[Region annotation entries]
|---|

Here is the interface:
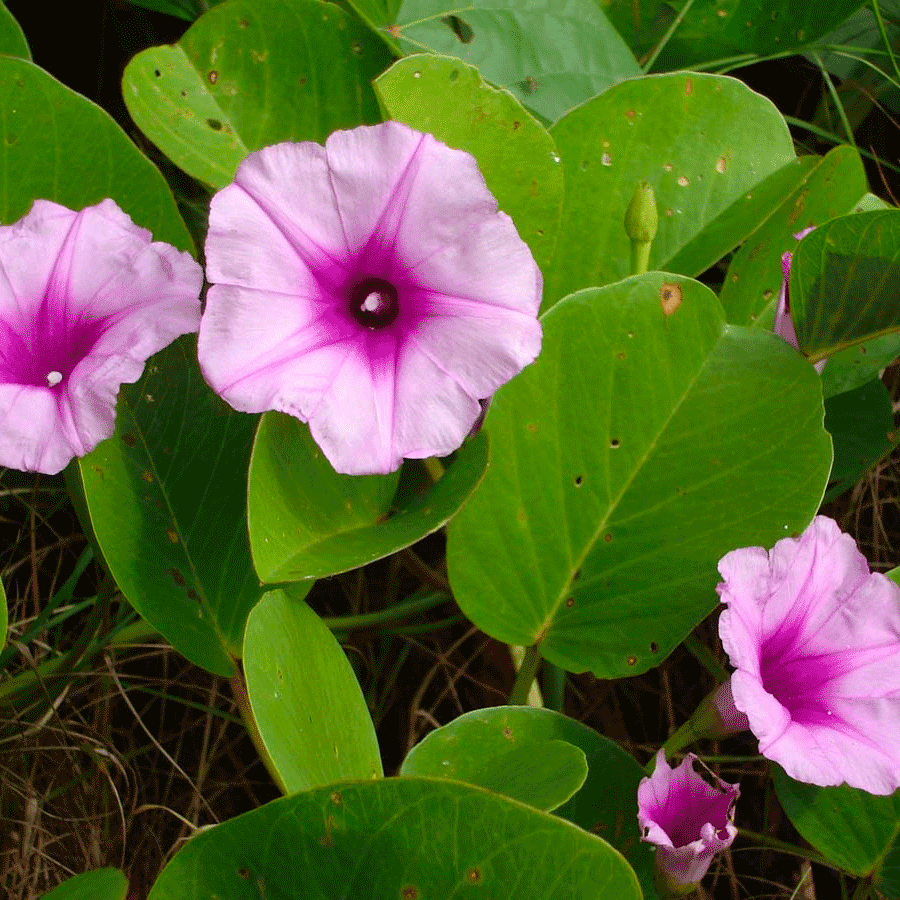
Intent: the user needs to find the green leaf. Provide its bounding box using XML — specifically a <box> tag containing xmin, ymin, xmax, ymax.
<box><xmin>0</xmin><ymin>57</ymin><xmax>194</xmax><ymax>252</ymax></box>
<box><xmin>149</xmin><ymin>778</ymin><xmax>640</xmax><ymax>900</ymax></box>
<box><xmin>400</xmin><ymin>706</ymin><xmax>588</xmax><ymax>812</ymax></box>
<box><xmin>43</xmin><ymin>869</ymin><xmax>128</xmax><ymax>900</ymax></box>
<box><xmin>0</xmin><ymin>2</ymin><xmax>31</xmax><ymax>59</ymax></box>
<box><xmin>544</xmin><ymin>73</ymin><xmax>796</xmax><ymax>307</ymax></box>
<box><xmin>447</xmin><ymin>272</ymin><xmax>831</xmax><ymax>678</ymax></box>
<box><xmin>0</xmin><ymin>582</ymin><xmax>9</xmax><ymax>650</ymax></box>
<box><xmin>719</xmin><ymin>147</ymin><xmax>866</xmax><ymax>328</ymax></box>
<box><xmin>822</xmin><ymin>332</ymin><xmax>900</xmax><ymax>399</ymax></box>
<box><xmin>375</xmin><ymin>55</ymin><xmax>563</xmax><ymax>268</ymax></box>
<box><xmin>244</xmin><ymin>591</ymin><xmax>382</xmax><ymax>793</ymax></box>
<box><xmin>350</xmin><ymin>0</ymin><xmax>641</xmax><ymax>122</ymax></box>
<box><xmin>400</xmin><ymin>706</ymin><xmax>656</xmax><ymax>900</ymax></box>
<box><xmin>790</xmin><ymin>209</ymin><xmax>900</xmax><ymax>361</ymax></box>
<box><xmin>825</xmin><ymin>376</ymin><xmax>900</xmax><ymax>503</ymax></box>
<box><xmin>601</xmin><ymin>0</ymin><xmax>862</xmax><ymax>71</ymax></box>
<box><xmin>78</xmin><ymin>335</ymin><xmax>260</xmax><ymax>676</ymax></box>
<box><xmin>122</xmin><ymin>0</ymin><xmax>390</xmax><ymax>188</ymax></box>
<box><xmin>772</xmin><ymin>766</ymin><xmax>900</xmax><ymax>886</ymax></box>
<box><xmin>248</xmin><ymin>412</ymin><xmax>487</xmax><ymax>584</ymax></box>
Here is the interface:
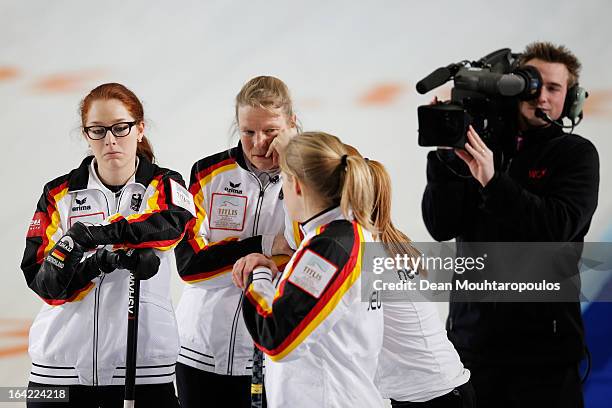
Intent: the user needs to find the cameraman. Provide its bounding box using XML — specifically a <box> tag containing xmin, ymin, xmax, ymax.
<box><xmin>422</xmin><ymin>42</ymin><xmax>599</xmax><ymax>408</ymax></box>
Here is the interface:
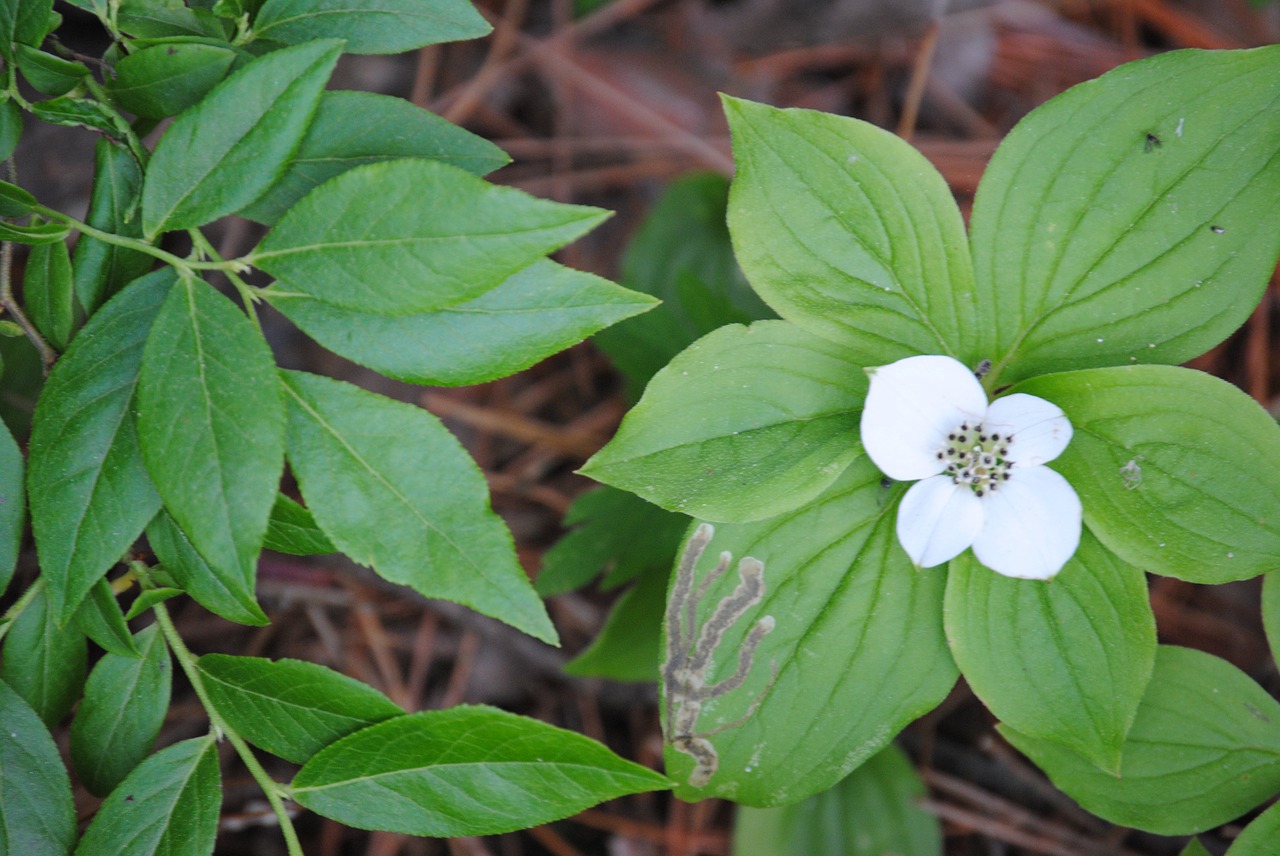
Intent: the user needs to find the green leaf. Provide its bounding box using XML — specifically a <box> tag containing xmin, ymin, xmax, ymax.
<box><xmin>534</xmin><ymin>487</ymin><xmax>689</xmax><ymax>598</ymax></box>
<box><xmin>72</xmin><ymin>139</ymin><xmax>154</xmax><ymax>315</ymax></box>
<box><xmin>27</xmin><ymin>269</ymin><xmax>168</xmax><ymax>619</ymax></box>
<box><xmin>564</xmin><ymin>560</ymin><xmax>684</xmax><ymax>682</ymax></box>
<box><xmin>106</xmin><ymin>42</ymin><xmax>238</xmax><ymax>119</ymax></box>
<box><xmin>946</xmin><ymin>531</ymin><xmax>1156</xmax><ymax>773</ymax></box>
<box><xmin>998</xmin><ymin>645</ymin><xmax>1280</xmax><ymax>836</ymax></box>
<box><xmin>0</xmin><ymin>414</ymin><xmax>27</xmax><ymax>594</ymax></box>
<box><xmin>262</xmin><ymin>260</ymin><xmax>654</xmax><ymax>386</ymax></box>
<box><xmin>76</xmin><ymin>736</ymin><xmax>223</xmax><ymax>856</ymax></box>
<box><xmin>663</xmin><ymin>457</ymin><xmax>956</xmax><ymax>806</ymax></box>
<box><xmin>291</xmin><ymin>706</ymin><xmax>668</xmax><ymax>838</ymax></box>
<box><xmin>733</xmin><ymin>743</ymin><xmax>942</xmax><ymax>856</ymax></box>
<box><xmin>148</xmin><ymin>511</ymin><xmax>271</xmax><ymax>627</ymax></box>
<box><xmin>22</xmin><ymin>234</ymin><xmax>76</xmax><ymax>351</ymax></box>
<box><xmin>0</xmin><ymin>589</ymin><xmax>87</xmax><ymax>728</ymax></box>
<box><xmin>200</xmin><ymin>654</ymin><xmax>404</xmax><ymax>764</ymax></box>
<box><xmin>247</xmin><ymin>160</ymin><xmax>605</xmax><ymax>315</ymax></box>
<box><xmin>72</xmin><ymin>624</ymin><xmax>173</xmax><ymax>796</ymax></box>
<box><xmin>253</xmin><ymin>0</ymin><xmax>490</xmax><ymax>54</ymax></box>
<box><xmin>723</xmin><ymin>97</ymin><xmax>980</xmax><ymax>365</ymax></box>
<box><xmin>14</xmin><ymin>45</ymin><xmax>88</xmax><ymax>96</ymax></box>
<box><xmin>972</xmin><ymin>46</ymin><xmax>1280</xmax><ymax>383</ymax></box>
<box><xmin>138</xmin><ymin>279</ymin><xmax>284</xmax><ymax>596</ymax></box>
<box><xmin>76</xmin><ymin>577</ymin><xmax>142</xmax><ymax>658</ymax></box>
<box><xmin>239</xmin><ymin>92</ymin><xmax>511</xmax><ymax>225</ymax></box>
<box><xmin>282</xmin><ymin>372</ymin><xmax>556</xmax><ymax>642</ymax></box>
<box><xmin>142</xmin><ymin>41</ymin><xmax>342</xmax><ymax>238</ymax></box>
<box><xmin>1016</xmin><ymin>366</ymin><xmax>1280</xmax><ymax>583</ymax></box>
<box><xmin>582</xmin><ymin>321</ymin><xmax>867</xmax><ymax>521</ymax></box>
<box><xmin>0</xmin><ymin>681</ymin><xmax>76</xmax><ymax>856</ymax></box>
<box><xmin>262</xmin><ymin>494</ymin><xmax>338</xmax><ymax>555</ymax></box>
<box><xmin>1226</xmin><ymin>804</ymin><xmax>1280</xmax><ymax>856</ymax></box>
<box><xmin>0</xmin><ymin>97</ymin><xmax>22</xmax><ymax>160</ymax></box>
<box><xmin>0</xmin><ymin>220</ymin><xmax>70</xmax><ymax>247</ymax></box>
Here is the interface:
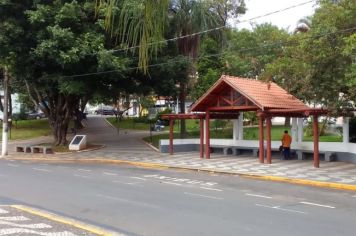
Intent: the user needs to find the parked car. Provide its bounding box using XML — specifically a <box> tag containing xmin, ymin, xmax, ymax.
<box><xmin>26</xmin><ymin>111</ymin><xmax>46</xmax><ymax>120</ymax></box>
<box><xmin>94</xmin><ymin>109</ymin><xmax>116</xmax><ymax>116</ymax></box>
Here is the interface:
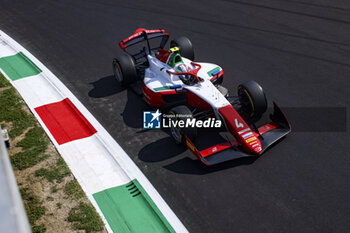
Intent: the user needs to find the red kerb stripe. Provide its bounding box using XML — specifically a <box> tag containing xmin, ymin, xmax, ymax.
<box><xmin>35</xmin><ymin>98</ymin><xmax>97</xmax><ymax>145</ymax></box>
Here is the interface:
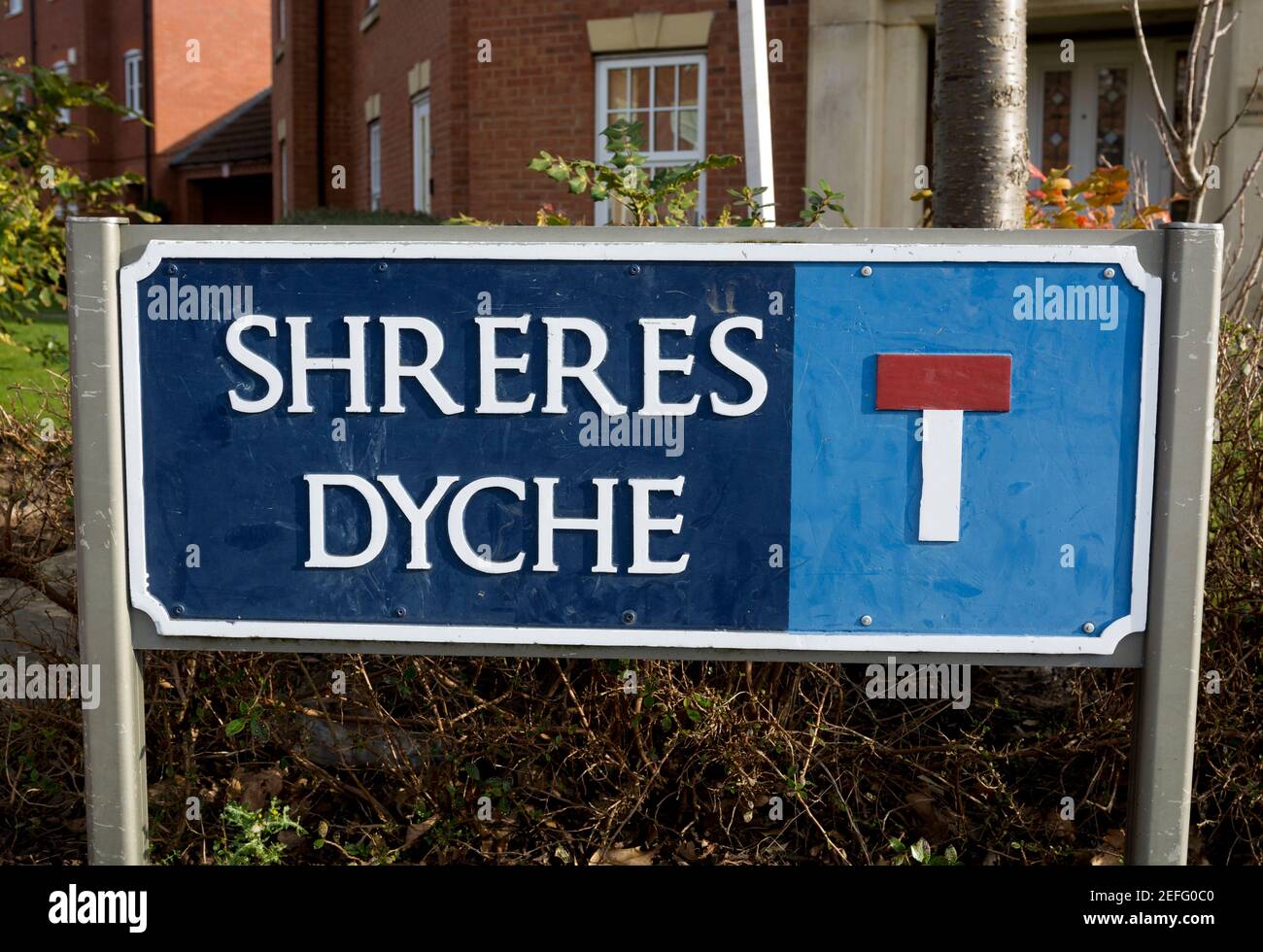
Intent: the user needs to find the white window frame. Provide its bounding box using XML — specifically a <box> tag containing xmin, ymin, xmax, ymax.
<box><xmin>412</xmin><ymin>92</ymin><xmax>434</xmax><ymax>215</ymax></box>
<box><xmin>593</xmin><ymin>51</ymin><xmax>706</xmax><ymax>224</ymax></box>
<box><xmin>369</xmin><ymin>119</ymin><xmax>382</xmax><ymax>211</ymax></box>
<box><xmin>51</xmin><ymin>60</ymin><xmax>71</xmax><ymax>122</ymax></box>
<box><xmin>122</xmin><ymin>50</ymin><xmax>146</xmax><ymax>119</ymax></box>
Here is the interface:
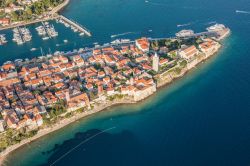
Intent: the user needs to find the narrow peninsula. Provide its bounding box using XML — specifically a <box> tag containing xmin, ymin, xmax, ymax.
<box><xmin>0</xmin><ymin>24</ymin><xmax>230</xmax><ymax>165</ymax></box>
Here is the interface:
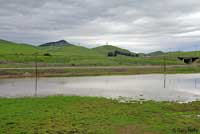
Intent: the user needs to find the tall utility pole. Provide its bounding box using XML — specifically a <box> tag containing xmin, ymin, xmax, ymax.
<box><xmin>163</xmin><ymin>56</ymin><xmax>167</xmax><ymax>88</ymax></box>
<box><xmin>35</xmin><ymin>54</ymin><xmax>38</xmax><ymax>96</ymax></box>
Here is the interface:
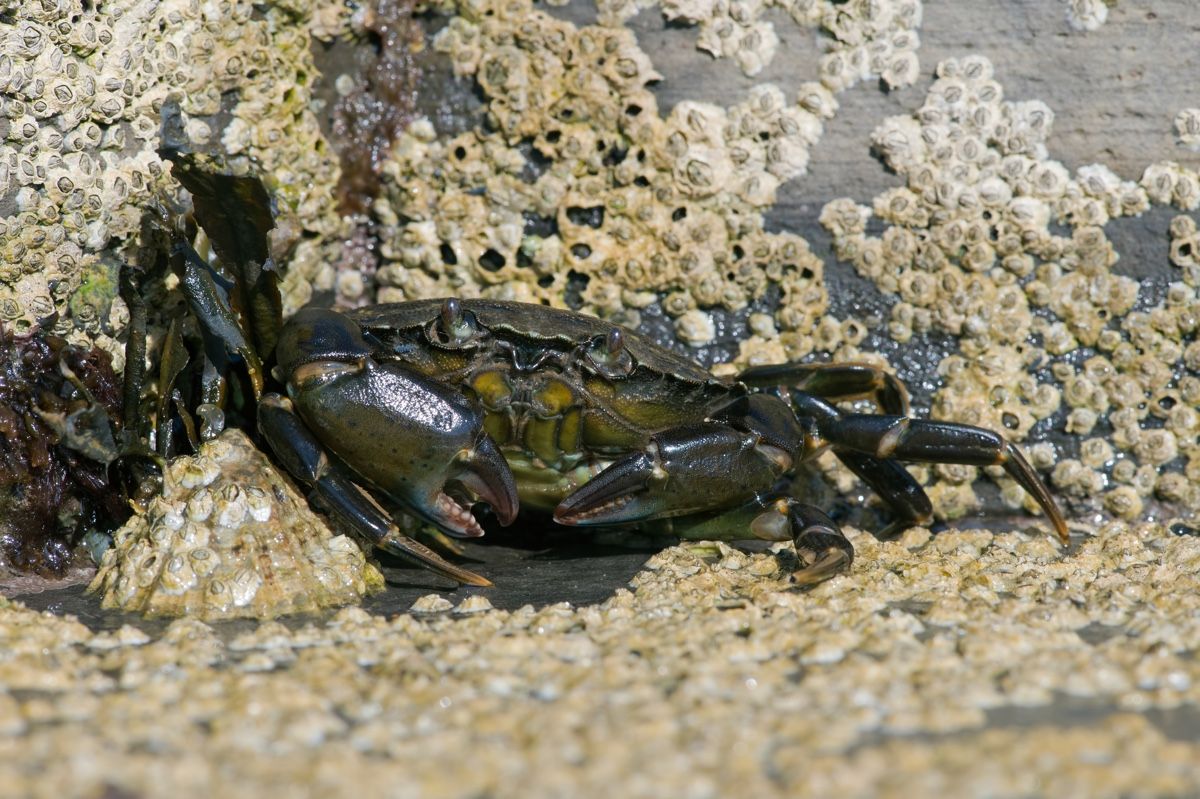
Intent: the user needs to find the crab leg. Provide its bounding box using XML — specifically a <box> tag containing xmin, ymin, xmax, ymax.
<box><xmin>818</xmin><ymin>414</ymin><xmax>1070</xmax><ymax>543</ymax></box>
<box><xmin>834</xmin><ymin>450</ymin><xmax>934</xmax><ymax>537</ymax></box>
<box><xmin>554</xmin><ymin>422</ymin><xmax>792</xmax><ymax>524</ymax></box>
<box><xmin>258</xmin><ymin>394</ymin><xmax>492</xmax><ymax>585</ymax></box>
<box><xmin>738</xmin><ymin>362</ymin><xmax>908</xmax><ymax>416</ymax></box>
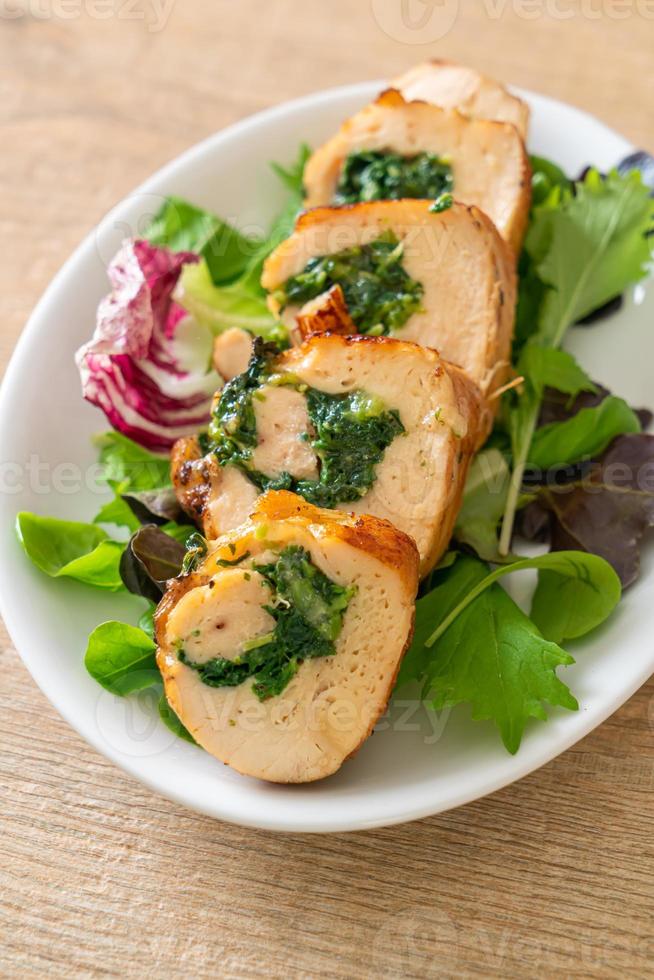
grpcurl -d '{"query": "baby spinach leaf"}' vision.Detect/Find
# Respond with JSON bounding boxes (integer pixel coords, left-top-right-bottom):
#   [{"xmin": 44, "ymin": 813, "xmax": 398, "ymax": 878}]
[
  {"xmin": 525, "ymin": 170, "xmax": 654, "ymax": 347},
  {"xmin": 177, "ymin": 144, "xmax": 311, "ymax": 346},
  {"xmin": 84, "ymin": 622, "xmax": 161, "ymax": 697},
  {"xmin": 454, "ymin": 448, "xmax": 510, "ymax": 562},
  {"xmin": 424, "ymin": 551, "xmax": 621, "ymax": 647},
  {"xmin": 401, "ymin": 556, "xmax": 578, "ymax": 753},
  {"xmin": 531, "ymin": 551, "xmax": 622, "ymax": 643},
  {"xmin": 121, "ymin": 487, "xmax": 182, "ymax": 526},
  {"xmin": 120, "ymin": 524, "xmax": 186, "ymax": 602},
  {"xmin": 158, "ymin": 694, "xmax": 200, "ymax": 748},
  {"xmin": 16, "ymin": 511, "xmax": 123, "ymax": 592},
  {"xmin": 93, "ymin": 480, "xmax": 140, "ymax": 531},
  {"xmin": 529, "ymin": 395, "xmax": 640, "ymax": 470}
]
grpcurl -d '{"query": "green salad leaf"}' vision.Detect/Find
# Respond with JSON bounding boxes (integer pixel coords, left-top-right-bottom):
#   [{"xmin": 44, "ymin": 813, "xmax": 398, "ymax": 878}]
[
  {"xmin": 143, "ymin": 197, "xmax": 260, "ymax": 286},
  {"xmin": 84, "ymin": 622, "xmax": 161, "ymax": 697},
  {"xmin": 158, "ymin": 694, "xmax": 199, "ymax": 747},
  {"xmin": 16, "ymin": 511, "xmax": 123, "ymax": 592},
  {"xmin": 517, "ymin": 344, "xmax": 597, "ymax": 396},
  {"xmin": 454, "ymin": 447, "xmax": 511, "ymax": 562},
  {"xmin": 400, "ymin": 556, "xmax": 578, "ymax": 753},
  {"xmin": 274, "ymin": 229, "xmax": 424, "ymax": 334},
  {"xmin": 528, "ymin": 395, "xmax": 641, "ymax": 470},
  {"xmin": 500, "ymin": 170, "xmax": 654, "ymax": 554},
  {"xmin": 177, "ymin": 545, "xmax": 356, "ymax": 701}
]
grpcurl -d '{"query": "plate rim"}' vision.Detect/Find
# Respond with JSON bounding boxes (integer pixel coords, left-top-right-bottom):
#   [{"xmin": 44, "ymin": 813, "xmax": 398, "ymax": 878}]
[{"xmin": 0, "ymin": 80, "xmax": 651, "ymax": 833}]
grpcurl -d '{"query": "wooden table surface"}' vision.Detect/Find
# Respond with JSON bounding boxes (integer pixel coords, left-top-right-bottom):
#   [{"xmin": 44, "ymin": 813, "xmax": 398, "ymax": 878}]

|---|

■ **OBJECTIVE**
How many lines of the records above contain the string "Detect"? Reply with the number alone.

■ **THE OUTPUT**
4